→ **Task statement**
Search the data for the string "window" and gather each line it is in.

→ **Input records**

● ● ● ●

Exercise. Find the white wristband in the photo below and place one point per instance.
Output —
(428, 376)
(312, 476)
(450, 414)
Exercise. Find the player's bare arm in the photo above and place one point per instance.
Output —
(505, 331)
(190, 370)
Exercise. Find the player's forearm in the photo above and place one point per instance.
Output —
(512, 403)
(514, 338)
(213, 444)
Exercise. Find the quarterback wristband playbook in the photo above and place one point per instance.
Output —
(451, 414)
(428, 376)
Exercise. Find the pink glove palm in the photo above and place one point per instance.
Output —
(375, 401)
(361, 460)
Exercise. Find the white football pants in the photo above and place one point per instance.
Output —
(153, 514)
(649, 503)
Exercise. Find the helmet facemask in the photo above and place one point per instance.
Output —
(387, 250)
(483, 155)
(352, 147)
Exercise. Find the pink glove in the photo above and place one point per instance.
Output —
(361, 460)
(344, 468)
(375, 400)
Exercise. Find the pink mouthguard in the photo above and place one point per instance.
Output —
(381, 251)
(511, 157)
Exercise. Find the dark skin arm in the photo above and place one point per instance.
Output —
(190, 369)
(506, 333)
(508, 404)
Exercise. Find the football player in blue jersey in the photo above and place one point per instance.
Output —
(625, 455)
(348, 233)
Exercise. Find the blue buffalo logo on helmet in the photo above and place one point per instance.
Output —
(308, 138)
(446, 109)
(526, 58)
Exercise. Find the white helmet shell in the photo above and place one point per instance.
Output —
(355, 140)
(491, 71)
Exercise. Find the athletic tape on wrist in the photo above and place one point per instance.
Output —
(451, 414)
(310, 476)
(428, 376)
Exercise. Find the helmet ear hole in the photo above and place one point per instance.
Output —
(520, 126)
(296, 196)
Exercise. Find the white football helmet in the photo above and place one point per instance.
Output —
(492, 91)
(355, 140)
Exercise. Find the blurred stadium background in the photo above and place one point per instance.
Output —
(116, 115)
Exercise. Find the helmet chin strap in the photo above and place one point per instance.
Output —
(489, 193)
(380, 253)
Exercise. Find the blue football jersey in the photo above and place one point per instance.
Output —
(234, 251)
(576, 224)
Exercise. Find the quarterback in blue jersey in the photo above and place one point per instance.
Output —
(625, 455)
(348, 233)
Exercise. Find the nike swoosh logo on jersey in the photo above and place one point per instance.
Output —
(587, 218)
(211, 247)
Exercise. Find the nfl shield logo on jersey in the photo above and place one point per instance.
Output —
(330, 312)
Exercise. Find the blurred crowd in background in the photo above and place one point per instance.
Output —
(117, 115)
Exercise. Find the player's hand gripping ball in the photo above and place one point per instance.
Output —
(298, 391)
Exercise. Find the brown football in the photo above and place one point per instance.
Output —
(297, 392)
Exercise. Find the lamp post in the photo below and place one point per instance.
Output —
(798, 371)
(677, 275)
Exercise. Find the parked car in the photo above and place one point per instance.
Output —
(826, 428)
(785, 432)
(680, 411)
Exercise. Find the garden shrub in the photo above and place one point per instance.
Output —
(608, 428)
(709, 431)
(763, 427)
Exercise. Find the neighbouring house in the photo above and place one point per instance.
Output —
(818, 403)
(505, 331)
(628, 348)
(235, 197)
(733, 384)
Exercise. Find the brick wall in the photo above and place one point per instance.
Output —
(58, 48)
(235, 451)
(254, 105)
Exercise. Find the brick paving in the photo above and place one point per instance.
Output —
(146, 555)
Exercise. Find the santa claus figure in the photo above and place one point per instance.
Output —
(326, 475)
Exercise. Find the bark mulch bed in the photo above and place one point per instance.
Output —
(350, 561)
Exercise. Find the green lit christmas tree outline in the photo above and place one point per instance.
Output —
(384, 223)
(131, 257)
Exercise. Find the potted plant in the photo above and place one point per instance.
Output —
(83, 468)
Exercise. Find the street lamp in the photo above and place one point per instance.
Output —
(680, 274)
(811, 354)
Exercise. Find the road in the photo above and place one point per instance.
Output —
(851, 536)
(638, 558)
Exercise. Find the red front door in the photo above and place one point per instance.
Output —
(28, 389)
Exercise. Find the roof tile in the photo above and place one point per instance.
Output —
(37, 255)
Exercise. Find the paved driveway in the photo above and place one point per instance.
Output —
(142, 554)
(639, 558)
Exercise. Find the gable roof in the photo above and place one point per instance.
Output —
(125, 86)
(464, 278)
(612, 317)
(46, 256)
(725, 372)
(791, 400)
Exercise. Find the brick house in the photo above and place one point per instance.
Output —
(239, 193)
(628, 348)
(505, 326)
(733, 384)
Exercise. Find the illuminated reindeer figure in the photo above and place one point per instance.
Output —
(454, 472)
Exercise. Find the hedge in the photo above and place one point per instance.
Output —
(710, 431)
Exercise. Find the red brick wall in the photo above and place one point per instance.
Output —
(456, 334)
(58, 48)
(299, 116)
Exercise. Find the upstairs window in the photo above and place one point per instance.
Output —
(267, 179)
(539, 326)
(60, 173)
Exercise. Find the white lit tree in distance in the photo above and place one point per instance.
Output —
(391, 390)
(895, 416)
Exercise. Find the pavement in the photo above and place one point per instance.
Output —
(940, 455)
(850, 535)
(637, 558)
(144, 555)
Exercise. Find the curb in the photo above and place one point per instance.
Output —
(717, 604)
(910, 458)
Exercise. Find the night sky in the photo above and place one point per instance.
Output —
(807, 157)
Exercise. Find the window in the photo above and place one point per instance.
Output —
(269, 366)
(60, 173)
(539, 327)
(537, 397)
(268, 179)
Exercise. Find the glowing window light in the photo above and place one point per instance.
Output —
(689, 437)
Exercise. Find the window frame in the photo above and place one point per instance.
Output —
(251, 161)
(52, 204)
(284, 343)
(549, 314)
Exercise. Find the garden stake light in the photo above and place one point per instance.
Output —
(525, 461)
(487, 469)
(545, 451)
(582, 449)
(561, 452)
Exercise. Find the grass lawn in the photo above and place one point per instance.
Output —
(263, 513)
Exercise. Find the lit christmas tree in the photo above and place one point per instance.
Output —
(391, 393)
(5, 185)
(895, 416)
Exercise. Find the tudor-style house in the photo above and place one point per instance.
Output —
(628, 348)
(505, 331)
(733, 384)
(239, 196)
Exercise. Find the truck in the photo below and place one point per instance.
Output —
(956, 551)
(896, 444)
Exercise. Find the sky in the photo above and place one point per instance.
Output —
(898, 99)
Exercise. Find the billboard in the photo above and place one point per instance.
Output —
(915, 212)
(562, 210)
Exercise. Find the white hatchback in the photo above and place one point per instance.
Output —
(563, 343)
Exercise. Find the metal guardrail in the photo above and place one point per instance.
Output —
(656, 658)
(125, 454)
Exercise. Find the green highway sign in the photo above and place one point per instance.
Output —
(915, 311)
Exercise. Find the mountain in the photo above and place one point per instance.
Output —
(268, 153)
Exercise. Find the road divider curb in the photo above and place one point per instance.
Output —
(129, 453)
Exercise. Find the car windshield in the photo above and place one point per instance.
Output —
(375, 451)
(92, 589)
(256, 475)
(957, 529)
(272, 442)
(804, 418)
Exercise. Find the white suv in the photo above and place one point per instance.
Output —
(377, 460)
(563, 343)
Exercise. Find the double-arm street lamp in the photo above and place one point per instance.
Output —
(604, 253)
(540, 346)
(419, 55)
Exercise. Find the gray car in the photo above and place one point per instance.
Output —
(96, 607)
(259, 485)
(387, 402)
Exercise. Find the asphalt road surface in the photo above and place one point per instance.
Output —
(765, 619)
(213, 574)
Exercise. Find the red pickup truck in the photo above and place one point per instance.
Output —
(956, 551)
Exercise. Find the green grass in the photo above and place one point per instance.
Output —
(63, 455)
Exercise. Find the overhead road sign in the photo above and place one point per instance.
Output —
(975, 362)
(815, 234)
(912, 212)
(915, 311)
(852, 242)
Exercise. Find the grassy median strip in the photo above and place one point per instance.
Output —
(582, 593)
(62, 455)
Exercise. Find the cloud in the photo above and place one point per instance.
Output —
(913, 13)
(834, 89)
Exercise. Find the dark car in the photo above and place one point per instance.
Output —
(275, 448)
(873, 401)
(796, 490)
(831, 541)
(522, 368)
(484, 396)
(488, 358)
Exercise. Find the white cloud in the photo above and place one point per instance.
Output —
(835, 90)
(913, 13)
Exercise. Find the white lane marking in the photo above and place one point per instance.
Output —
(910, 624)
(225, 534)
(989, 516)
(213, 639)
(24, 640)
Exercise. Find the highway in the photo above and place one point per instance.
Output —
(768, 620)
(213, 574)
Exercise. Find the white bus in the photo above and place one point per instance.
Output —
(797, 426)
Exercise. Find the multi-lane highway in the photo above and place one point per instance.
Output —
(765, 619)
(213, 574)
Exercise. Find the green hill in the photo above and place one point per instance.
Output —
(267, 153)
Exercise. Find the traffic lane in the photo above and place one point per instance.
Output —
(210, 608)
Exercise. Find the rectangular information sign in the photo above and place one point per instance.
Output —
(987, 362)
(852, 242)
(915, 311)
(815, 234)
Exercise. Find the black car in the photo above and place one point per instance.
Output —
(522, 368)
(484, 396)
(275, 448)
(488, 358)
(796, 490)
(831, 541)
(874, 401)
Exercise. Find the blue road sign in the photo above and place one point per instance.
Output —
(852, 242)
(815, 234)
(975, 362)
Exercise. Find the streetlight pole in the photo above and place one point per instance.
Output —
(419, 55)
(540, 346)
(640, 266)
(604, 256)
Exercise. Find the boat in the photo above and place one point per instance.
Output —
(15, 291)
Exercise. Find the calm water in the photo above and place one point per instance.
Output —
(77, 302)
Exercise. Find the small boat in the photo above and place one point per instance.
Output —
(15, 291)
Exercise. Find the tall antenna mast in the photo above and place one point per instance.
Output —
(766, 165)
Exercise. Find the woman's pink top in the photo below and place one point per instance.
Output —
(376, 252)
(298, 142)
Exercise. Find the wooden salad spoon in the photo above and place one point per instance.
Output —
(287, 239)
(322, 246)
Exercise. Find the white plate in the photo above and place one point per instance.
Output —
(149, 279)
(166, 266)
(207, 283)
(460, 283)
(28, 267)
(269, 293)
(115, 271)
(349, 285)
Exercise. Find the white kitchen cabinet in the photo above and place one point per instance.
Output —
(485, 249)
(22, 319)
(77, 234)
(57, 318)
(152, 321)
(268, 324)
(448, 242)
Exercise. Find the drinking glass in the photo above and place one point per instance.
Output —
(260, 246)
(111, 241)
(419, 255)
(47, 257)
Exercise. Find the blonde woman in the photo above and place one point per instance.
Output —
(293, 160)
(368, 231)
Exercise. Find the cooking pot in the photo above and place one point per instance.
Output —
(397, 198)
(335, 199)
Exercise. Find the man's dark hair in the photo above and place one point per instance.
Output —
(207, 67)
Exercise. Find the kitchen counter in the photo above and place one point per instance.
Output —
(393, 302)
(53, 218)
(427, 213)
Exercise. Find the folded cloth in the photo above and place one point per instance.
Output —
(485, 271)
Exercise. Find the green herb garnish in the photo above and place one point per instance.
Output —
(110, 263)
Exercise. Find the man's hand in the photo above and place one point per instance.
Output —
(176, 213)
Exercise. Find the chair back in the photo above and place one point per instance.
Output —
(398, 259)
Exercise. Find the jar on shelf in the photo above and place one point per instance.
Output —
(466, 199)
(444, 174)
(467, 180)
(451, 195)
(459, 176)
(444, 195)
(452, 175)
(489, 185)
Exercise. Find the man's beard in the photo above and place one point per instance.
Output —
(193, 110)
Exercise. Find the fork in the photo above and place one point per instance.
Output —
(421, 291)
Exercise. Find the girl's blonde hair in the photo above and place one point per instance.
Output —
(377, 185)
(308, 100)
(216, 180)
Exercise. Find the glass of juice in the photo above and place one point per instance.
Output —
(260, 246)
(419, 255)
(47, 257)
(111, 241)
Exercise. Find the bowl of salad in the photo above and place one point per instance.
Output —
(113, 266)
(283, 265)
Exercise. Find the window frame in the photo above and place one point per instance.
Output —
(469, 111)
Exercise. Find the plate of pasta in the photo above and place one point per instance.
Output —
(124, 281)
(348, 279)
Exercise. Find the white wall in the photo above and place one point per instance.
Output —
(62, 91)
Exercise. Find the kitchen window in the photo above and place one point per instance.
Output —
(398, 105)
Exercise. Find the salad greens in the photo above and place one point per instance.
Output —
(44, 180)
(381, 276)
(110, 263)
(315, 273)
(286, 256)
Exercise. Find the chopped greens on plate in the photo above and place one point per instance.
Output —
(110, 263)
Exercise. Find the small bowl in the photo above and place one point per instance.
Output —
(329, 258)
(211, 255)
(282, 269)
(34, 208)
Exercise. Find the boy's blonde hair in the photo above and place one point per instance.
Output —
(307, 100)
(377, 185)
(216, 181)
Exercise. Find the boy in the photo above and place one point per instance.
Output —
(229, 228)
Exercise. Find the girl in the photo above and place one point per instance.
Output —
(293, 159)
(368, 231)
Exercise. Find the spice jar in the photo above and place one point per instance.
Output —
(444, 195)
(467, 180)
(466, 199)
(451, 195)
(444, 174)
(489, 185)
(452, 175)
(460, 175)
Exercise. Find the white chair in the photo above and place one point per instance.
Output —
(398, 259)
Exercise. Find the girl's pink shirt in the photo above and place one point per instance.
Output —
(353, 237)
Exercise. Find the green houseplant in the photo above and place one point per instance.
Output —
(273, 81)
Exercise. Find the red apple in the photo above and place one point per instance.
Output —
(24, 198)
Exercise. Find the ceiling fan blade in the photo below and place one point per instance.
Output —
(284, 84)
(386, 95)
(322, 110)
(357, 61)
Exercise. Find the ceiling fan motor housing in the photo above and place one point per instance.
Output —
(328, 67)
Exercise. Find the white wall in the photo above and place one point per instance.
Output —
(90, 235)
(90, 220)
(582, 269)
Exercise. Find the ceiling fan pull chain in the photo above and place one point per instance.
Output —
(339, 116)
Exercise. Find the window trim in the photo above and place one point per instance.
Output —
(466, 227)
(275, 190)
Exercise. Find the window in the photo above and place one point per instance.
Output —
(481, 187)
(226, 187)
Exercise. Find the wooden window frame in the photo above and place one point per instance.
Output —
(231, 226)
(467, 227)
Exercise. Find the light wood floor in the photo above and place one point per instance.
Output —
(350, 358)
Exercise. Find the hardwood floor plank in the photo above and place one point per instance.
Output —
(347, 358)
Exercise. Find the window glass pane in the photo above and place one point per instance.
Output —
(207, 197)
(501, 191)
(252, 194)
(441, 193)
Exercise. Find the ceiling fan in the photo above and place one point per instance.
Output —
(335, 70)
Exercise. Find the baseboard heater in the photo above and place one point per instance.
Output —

● ● ● ●

→ **Written solution**
Exercise. Find the upstairs window in the photo above and place one point per instance.
Exercise. Find the window in the photo above and place one point per instance.
Exercise. Find the glowing window light in the photo above and place one point per instance.
Exercise. Find the window frame in the photo above and place one point per instance.
Exercise. Find the window frame in the photo above and place one point per instance.
Exercise. Find the kitchen window in the photo above and place one point per instance.
Exercise. Find the window trim in the photo above and place one point per instance.
Exercise. Find the window in the photo above and place one point per instance.
Exercise. Find the wooden window frame in the photo above and place one point per instance.
Exercise. Find the window glass pane in the photo above and place one point per instance.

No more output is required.